= Goal =
Rewrite every line from the line holding "yellow top in the photo above." through the end of the rows, inclusive, and nothing else. Increase each coordinate value by 111 and leave the lines without coordinates unchanged.

[Excerpts from point annotation data]

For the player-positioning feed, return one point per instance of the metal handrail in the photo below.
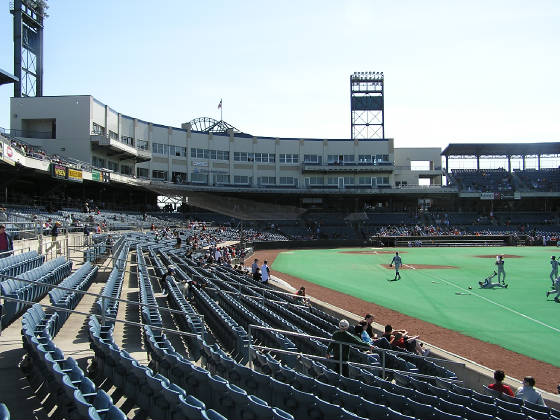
(100, 317)
(53, 286)
(362, 365)
(365, 346)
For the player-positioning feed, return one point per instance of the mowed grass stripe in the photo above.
(518, 318)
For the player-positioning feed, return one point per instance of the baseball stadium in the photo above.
(197, 271)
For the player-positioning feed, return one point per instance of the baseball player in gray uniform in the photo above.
(501, 271)
(554, 272)
(557, 287)
(397, 262)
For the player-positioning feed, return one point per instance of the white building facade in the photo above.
(83, 128)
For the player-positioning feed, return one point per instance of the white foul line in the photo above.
(496, 303)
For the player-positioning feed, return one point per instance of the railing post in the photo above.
(340, 358)
(103, 309)
(249, 345)
(383, 364)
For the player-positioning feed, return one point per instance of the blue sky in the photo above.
(454, 71)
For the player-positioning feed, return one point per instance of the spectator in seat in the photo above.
(6, 243)
(499, 386)
(528, 393)
(342, 352)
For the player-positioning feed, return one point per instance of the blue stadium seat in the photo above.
(4, 412)
(509, 415)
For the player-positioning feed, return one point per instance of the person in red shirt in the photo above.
(499, 376)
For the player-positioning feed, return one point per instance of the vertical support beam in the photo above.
(17, 47)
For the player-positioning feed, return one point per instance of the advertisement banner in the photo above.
(75, 175)
(58, 171)
(96, 176)
(100, 176)
(486, 196)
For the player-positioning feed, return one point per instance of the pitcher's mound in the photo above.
(371, 252)
(421, 267)
(503, 255)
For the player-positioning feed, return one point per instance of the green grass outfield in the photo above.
(518, 318)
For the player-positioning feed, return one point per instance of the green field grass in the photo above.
(518, 318)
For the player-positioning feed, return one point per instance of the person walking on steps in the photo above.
(501, 271)
(557, 290)
(397, 262)
(554, 266)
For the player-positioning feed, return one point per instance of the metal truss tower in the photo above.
(367, 105)
(28, 46)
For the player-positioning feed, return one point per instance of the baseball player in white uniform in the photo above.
(397, 262)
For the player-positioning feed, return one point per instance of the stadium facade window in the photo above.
(382, 180)
(161, 175)
(221, 179)
(243, 157)
(288, 158)
(178, 151)
(142, 144)
(209, 154)
(199, 178)
(316, 180)
(98, 162)
(142, 172)
(97, 129)
(160, 149)
(381, 158)
(241, 179)
(222, 155)
(288, 180)
(127, 140)
(179, 177)
(265, 157)
(313, 159)
(364, 180)
(114, 166)
(267, 180)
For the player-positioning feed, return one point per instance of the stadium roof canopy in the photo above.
(501, 149)
(6, 77)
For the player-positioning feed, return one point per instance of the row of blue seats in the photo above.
(228, 399)
(107, 304)
(402, 361)
(80, 280)
(160, 348)
(226, 328)
(245, 318)
(150, 315)
(75, 394)
(18, 264)
(152, 392)
(299, 396)
(94, 252)
(459, 398)
(51, 272)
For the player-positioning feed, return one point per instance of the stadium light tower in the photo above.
(367, 105)
(28, 46)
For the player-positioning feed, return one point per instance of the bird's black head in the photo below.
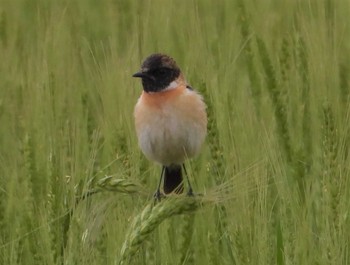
(157, 72)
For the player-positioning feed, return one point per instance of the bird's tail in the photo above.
(173, 179)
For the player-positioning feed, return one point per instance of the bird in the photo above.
(170, 120)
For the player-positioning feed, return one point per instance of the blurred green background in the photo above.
(275, 166)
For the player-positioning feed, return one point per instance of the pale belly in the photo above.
(173, 132)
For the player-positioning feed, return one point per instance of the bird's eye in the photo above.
(160, 71)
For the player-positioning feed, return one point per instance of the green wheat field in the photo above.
(272, 180)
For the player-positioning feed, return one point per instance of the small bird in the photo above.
(170, 120)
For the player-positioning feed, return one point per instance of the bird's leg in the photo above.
(190, 191)
(157, 194)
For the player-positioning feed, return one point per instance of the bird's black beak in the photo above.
(139, 74)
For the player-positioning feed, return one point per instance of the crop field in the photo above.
(272, 181)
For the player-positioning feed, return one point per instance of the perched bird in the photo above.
(170, 120)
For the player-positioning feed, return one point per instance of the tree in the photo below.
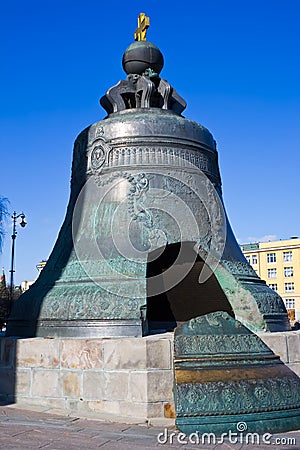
(3, 215)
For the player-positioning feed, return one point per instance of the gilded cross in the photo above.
(143, 24)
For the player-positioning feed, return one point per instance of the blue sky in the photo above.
(236, 63)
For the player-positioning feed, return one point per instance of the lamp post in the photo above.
(14, 217)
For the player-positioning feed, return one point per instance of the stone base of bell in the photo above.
(76, 328)
(238, 425)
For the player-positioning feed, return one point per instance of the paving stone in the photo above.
(37, 352)
(121, 354)
(94, 384)
(160, 386)
(71, 383)
(46, 383)
(81, 354)
(159, 355)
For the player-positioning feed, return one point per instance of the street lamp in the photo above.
(14, 217)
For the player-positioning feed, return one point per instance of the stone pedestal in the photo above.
(124, 379)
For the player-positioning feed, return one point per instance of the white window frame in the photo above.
(288, 272)
(289, 303)
(288, 256)
(271, 258)
(289, 287)
(272, 273)
(254, 259)
(273, 286)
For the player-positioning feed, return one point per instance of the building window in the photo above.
(254, 259)
(271, 257)
(290, 303)
(288, 287)
(287, 256)
(273, 286)
(272, 273)
(288, 272)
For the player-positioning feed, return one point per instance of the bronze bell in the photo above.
(146, 243)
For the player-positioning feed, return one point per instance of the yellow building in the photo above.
(278, 263)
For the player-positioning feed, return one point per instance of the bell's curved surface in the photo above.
(146, 243)
(226, 378)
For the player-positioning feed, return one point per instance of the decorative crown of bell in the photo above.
(146, 243)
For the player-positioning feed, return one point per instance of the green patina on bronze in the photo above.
(225, 374)
(92, 285)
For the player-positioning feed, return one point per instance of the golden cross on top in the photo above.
(143, 24)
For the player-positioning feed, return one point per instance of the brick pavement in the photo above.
(22, 429)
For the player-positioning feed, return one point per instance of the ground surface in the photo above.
(22, 429)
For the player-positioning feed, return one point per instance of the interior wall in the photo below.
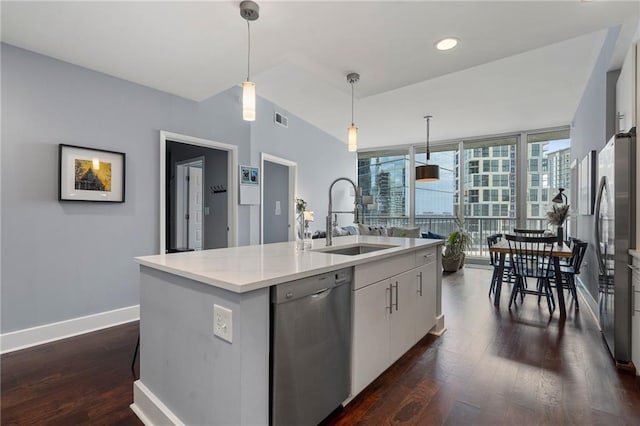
(67, 260)
(320, 158)
(591, 125)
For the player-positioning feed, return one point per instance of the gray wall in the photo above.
(67, 260)
(320, 159)
(591, 129)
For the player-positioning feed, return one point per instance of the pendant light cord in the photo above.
(428, 154)
(352, 105)
(248, 51)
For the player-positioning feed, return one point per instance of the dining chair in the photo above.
(494, 261)
(569, 271)
(531, 257)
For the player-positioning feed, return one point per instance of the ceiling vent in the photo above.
(281, 120)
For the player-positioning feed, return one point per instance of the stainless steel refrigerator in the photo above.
(615, 232)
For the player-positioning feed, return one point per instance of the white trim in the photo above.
(232, 181)
(293, 188)
(149, 409)
(33, 336)
(587, 300)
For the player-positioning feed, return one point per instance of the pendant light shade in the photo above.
(250, 11)
(352, 139)
(248, 101)
(427, 172)
(352, 134)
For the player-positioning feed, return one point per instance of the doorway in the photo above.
(199, 212)
(277, 207)
(189, 204)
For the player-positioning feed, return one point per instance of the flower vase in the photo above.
(300, 231)
(560, 232)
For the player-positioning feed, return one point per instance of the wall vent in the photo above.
(281, 120)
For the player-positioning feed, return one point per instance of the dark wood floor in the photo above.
(492, 366)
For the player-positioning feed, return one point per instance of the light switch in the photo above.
(223, 323)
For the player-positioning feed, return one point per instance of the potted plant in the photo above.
(454, 248)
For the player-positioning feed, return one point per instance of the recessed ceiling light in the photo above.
(447, 43)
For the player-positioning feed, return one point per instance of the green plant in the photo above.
(457, 242)
(301, 205)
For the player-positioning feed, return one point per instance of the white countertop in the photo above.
(247, 268)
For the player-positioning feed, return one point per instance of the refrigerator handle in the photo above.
(601, 262)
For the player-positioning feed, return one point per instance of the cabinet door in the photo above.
(370, 354)
(402, 323)
(426, 283)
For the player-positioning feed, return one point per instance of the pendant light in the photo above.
(250, 11)
(427, 172)
(352, 135)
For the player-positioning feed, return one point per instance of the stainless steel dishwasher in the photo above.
(310, 347)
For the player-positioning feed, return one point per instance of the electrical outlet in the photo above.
(222, 323)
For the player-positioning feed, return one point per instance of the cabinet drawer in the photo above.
(370, 273)
(426, 256)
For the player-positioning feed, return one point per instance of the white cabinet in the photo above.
(625, 93)
(393, 313)
(401, 319)
(370, 349)
(635, 319)
(425, 312)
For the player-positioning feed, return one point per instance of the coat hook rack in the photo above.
(217, 189)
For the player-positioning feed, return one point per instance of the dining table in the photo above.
(559, 252)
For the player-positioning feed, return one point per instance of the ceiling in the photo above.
(520, 65)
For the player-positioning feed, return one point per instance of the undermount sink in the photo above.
(355, 250)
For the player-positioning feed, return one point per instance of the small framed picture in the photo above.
(88, 174)
(249, 175)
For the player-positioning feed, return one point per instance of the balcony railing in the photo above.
(478, 227)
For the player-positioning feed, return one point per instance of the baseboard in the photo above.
(149, 409)
(33, 336)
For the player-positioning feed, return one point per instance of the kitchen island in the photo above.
(188, 375)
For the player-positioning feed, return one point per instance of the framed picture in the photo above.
(249, 175)
(87, 174)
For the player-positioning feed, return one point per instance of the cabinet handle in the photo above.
(388, 289)
(396, 295)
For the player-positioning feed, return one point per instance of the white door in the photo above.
(195, 208)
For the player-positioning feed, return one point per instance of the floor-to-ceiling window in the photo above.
(383, 179)
(482, 180)
(436, 202)
(548, 170)
(490, 193)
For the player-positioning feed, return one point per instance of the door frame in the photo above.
(232, 182)
(293, 185)
(186, 164)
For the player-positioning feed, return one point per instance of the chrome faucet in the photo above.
(330, 212)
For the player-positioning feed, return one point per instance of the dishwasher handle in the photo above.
(321, 292)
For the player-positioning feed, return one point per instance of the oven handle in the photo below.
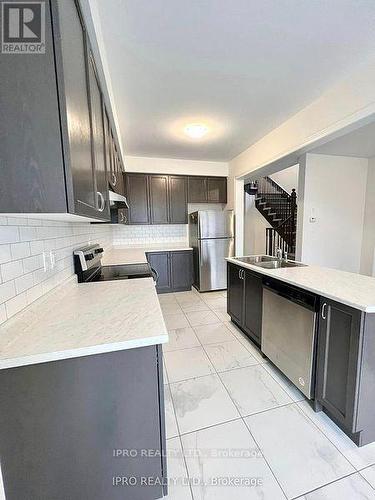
(155, 275)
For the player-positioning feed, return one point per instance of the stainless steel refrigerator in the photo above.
(211, 235)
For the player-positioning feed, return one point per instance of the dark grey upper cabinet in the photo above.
(138, 198)
(198, 190)
(253, 302)
(338, 361)
(159, 210)
(178, 199)
(31, 158)
(217, 189)
(98, 145)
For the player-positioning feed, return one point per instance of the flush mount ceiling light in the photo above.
(196, 130)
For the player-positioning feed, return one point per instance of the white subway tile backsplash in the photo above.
(15, 305)
(36, 247)
(22, 243)
(11, 270)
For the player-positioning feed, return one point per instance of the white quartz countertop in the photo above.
(84, 319)
(355, 290)
(136, 255)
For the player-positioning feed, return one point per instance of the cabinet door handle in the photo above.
(102, 201)
(324, 307)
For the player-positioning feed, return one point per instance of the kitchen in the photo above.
(143, 354)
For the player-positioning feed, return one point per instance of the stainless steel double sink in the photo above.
(268, 262)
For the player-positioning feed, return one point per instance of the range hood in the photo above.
(117, 200)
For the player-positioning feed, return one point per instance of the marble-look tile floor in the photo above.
(237, 429)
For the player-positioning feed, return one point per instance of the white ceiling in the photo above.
(242, 66)
(359, 143)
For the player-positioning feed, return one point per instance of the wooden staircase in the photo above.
(279, 208)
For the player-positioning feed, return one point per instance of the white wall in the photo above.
(287, 178)
(334, 192)
(368, 242)
(173, 166)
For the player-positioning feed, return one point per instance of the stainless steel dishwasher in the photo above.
(289, 332)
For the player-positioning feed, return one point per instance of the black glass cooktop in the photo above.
(124, 272)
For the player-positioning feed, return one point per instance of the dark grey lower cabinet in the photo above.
(345, 369)
(245, 301)
(80, 428)
(174, 270)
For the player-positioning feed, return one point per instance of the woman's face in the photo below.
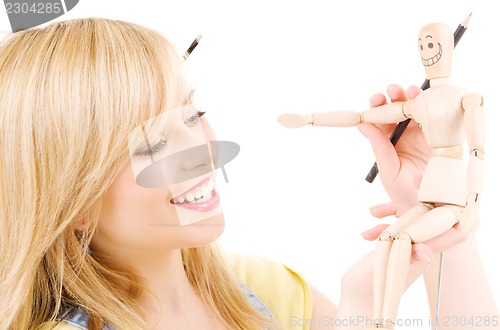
(164, 198)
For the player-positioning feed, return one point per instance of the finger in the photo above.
(413, 91)
(396, 93)
(422, 252)
(373, 233)
(417, 180)
(377, 100)
(385, 154)
(383, 210)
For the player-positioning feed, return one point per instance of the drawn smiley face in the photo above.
(431, 50)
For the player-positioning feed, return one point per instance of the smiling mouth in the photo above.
(201, 193)
(434, 59)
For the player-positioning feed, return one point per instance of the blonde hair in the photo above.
(70, 94)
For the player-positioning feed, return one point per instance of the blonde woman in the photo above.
(84, 245)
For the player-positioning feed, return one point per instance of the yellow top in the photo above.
(285, 293)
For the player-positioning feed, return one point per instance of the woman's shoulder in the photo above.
(284, 292)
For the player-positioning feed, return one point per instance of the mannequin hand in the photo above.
(401, 167)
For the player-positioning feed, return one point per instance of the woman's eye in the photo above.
(194, 119)
(150, 150)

= Problem solution =
For the player-positioning feed, return one point per instance of the yellow top in the photo above.
(396, 404)
For the player-positioning feed, return one point per instance of the woman's shoulder in the photo above.
(395, 403)
For the player-positioning feed, return one point per instance of the mannequin hand in the photo above.
(512, 278)
For the player-positioning feed, return one point per instance of the woman's eye in the photo above.
(305, 230)
(261, 261)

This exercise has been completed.